* Begin *

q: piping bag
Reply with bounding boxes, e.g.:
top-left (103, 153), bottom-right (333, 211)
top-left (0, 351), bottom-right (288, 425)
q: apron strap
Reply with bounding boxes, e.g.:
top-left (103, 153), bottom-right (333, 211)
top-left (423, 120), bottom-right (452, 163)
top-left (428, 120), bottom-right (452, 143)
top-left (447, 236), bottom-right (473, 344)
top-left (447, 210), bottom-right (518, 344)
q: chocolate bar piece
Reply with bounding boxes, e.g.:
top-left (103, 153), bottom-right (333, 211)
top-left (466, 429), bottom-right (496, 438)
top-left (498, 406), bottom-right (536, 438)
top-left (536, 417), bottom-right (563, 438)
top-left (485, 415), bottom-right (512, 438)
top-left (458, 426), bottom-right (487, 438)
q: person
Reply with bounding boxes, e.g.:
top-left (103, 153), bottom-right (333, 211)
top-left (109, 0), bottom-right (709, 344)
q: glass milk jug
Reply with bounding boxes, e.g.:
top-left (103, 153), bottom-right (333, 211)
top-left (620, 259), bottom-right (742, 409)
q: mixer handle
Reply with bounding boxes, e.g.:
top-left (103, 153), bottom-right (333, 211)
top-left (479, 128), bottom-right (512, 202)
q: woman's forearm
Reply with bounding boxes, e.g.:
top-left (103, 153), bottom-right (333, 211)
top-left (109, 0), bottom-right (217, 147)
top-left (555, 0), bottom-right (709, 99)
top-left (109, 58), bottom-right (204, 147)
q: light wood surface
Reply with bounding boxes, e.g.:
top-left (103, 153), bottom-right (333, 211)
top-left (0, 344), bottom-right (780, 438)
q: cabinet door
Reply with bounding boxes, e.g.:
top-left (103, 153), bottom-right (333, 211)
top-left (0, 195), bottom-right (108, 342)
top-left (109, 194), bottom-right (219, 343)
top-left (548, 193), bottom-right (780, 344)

* End *

WHAT THIS TASK INVOLVES. Copy out every row above, putting "Answer with box coordinates" wherever "Reply with bounding boxes" appears and leaving the rest untouched.

EXERCISE ANSWER.
q: piping bag
Answer with box coordinates, e.g.:
top-left (103, 153), bottom-right (333, 211)
top-left (0, 351), bottom-right (288, 425)
q: apron strap
Answer with box coordinates, e.g.:
top-left (103, 153), bottom-right (333, 211)
top-left (423, 120), bottom-right (452, 163)
top-left (428, 120), bottom-right (452, 143)
top-left (447, 236), bottom-right (473, 344)
top-left (447, 210), bottom-right (518, 344)
q: chocolate bar piece
Answer with box coordinates, e.g.:
top-left (103, 153), bottom-right (333, 211)
top-left (466, 429), bottom-right (496, 438)
top-left (498, 406), bottom-right (536, 438)
top-left (536, 417), bottom-right (563, 438)
top-left (485, 415), bottom-right (512, 438)
top-left (458, 426), bottom-right (487, 438)
q: person
Answer with box coordinates, e.g.:
top-left (103, 153), bottom-right (333, 211)
top-left (109, 0), bottom-right (709, 344)
q: glass milk jug
Answer with box coordinates, e.g.:
top-left (103, 153), bottom-right (333, 211)
top-left (620, 259), bottom-right (742, 409)
q: mixer handle
Answer with box coordinates, e.g.:
top-left (103, 153), bottom-right (333, 211)
top-left (479, 128), bottom-right (512, 202)
q: woman's forearm
Answer with box coordinates, e.g.:
top-left (103, 153), bottom-right (333, 211)
top-left (109, 0), bottom-right (217, 147)
top-left (555, 0), bottom-right (709, 99)
top-left (109, 58), bottom-right (204, 147)
q: light wood surface
Answer with box coordinates, e.g.:
top-left (103, 153), bottom-right (333, 211)
top-left (0, 344), bottom-right (780, 438)
q: cabinet door
Answer with box coordinates, e.g.:
top-left (103, 153), bottom-right (333, 211)
top-left (0, 195), bottom-right (108, 342)
top-left (109, 194), bottom-right (219, 343)
top-left (548, 193), bottom-right (780, 344)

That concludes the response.